(PASSAGE TO READ):
— START —

All opinions expressed in this article are those of the person quoted and do not necessarily represent the opinions of the other team members or ESC United as a whole.

It’s 7 days to go until Junior Eurovision 2020, and we are counting down the 12 nations participating in this year’s remotely held and Warsaw, Poland hosted contest on Sunday, November 29, 2020.

Every day we will do an overview of a participating nation in alphabetical order, recapping how they got to Junior Eurovision, a brief history of the nation’s participation, a brief biography of the artist, and finally, our “expert” panel of editors give the entries a score out of 10 and a brief review.

Today we look at Germany, the last of the adult contest’s Big Five to make a debut at Junior Eurovision.

Germany’s history at Junior Eurovision:

November 21, 2002. The European Broadcasting Union (EBU) announces a new version of The Eurovision Song Contest. With Children! The EBU announced 15 broadcasters had signed up, including Germany’s ARD/ZDF, for Junior Eurovision 2003.

So did Germany’s representative that year give Dino Jelusic a run for his money as the first winner for Croatia? No. As you all recall, Germany pulled out (alongside Slovakia) from the debut contest. Germany planned an appearance at Eurovision 2004, but again… FAKE OUT! No appearance.

Since then, Germany’s KiKA Channel, the children’s television arm of ARD, sent delegations to Junior Eurovision over the years to observe, but it was only until this year that the Teutonic Teasing ended and they followed through with a national selection and are now a week away from making their official Junior Eurovision debut.

— END —

(WRITTEN INSTRUCTION 1):
Answer these questions using the article on Germany at Junior Eurovision:
(a) Which city hosts the 2020 contest?
(b) Which country withdrew from the debut contest along with Germany?
(c) Which German channel sent delegations to observe Junior Eurovision over the years?
(WRITTEN INSTRUCTION 2): Carry on the article on Germany at Junior Eurovision, starting after its final sentence.

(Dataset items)

— START —

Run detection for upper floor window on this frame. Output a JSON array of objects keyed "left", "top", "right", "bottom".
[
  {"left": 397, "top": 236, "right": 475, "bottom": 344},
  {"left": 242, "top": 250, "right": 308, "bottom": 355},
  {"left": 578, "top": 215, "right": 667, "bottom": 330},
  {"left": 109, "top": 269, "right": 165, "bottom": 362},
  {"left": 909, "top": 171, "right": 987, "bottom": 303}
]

— END —

(ANSWER 1):
(a) Warsaw, Poland
(b) Slovakia
(c) KiKA, the children's television arm of ARD

(ANSWER 2):
Before Junior Eurovision 2020:

Germany decided to have a national final of sorts in Dein Song für Warschau. Five kids, two songs, ten combinations for a jury composed of Germany’s Eurovision 2004 representative Max Mutzke (who came in 8th with “Can’t Wait Until Tonight”), the writer of the two songs Levent Geiger, Michele Huesmann and Martin Haas, to choose from.

Graduates from The Voice Kids in Susan Oseloff and Davit Nikalayan combated Leroy, Linnea May and Malaika, each taking turns performing “See You Later” and “Stronger With You.”

Susan Oseloff prevailed over the two night event, and it was decided she will perform “Stronger With You.”

The Artist:

13-year-old Susan Oseloff is not stranger to televised song contests, having been a contestant in… wait for it… The Voice Kids. At what point does Junior Eurovision become The Voice Kids: European All-Stars?

Anyway, the 13-year-old from Berlin told junioreurovision.tv that “Since I was little, it has always been my dream to take part in the Eurovision Song Contest. It is all the more exciting that I am now allowed to represent Germany at Junior Eurovision. I hope that I can make my country and the people who stand behind me proud.”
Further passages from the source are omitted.